When you transcribe the data below, reproduce every line exactly and leave each picture out.

▶ INPUT MATERIAL:
#####
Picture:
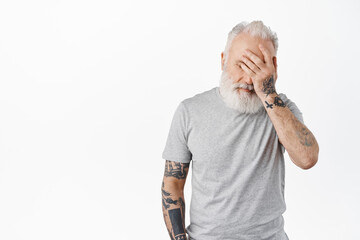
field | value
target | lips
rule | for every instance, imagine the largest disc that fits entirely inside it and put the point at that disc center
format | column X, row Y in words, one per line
column 246, row 90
#####
▶ RESPONSE BOX:
Picture:
field | value
target | lips
rule | for every instance, imagine the largest disc that fits entirely inside it and put the point at that disc center
format | column X, row Y in words, one per line
column 246, row 90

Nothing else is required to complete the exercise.